-- Start Given records --
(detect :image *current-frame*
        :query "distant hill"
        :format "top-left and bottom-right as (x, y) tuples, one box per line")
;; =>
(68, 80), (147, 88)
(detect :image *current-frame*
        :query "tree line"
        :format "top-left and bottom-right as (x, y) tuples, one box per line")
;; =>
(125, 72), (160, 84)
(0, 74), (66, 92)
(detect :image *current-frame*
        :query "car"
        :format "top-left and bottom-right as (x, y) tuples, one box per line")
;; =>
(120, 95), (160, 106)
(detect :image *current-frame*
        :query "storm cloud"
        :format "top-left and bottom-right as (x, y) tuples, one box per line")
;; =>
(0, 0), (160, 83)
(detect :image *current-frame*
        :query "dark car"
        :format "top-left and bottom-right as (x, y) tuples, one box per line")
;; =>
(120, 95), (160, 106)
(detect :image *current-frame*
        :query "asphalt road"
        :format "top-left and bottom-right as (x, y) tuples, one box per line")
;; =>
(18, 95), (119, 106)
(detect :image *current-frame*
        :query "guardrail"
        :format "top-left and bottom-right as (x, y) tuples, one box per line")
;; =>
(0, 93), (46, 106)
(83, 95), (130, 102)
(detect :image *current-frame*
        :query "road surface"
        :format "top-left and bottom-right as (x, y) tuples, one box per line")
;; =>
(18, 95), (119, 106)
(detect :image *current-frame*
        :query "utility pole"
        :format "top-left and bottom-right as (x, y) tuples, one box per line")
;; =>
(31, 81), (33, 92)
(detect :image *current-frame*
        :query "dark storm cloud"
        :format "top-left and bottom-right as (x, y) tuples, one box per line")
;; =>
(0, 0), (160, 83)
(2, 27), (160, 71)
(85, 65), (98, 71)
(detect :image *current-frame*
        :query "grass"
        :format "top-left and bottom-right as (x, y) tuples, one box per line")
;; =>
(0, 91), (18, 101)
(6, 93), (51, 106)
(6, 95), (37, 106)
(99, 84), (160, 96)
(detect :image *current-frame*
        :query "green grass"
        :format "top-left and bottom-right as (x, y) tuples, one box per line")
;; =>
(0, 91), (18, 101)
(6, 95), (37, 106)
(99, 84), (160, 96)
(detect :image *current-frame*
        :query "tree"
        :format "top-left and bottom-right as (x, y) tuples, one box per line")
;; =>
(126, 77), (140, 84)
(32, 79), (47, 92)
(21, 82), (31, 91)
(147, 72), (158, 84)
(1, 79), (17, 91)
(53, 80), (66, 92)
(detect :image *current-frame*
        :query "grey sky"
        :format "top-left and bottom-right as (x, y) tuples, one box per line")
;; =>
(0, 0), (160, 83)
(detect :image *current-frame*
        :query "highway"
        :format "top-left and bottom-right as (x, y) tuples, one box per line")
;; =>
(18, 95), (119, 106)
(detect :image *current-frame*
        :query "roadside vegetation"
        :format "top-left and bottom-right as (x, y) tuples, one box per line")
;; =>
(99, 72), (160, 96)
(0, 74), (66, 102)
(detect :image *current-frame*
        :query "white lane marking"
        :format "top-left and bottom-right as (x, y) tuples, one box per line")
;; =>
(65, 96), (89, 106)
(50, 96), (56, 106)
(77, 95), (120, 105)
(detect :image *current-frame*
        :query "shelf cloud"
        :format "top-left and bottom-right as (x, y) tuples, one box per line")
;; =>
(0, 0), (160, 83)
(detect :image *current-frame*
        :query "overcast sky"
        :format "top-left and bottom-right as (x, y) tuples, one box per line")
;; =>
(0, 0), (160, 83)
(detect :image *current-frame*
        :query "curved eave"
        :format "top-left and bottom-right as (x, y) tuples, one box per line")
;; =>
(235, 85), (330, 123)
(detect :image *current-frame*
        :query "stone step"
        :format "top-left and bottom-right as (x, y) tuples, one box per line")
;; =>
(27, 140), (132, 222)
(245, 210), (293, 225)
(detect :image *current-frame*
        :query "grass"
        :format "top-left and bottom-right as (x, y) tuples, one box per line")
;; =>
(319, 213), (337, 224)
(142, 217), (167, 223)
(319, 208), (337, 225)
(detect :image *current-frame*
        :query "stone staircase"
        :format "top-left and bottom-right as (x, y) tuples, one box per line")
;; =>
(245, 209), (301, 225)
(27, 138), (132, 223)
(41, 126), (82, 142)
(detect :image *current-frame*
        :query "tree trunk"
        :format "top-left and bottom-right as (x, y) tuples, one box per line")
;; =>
-- End Given records --
▶ _Written problem_:
Reproduce these lines exactly as they appear, from start to end.

▶ _Exercise solution_:
(detect :image *current-frame*
        :query "distant hill"
        :format "top-left and bottom-right as (x, y) tuples, one box per line")
;; =>
(68, 80), (147, 88)
(detect :image *current-frame*
        :query "tree line"
        :format "top-left and bottom-right as (x, y) tuples, one box per line")
;; =>
(125, 72), (160, 84)
(0, 74), (66, 92)
(detect :image *current-frame*
        :query "car"
        :format "top-left and bottom-right as (x, y) tuples, one box per line")
;; =>
(120, 95), (160, 106)
(detect :image *current-frame*
        :query "storm cloud"
        :format "top-left and bottom-right as (x, y) tuples, one box per line")
;; =>
(0, 0), (160, 83)
(detect :image *current-frame*
        :query "dark car"
        :format "top-left and bottom-right as (x, y) tuples, one box per line")
;; =>
(120, 95), (160, 106)
(detect :image *current-frame*
        :query "asphalt road"
        :format "top-left and bottom-right as (x, y) tuples, one box per line")
;; =>
(18, 95), (119, 106)
(detect :image *current-frame*
        :query "guardrail"
        :format "top-left and bottom-right as (x, y) tuples, one box per line")
;; =>
(0, 93), (46, 106)
(83, 95), (130, 102)
(detect :image *current-frame*
        :query "road surface"
        :format "top-left and bottom-right as (x, y) tuples, one box per line")
;; =>
(18, 95), (119, 106)
(detect :image *current-frame*
        :query "utility pole"
        :format "top-left and bottom-right as (x, y) tuples, one box per line")
;; =>
(31, 81), (33, 92)
(detect :image *current-frame*
        :query "dark storm cloud"
        :format "top-left and bottom-right as (x, y) tuples, one box per line")
;; =>
(0, 0), (160, 83)
(2, 27), (160, 71)
(85, 65), (98, 71)
(detect :image *current-frame*
        :query "grass"
        :format "top-left and bottom-right as (x, y) tuples, one box per line")
;; =>
(0, 91), (18, 101)
(6, 93), (51, 106)
(6, 95), (37, 106)
(99, 84), (160, 96)
(detect :image *current-frame*
        :query "green grass"
        :format "top-left and bottom-right as (x, y) tuples, one box per line")
;; =>
(0, 91), (18, 101)
(6, 95), (37, 106)
(99, 84), (160, 96)
(detect :image *current-frame*
        :query "tree"
        :format "top-left and bottom-right as (x, y) tuples, one box per line")
;; =>
(126, 77), (140, 84)
(32, 79), (47, 92)
(21, 82), (31, 91)
(147, 72), (158, 84)
(1, 79), (17, 91)
(53, 80), (66, 92)
(detect :image *current-frame*
        :query "grey sky"
        :format "top-left and bottom-right as (x, y) tuples, one box per line")
;; =>
(0, 0), (160, 83)
(detect :image *current-frame*
        :query "highway"
        :format "top-left and bottom-right as (x, y) tuples, one box per line")
;; =>
(18, 95), (119, 106)
(detect :image *current-frame*
        :query "roadside vegetation"
        :format "top-left and bottom-right as (x, y) tuples, one box per line")
;; =>
(99, 72), (160, 96)
(0, 74), (66, 102)
(detect :image *current-frame*
        :query "white lane marking"
        :format "top-left and bottom-right as (x, y) tuples, one box per line")
;; =>
(65, 96), (89, 106)
(50, 96), (56, 106)
(77, 95), (120, 105)
(detect :image *current-frame*
        :query "shelf cloud"
        :format "top-left and bottom-right as (x, y) tuples, one box per line")
;; =>
(0, 0), (160, 83)
(detect :image *current-frame*
        :query "overcast sky"
        :format "top-left and bottom-right as (x, y) tuples, one box per line")
;; =>
(0, 0), (160, 83)
(detect :image *current-frame*
        :query "curved eave"
        :format "top-left and bottom-right as (x, y) tuples, one box per line")
;; =>
(235, 85), (330, 123)
(detect :image *current-frame*
        :query "stone step"
        :format "top-left and bottom-right as (x, y) tuples, one box per line")
;; =>
(27, 140), (132, 222)
(245, 210), (293, 225)
(detect :image *current-frame*
        :query "grass"
        :format "top-left and bottom-right as (x, y) tuples, one box per line")
;; =>
(319, 213), (337, 224)
(142, 217), (167, 223)
(319, 208), (337, 225)
(detect :image *current-frame*
        :query "stone staircase"
        :format "top-left and bottom-right as (x, y) tuples, one box per line")
;; =>
(245, 209), (301, 225)
(27, 138), (132, 223)
(41, 126), (82, 142)
(detect :image *current-frame*
        :query "tree trunk"
        :format "top-left and bottom-right as (x, y) tuples, one box per line")
;; =>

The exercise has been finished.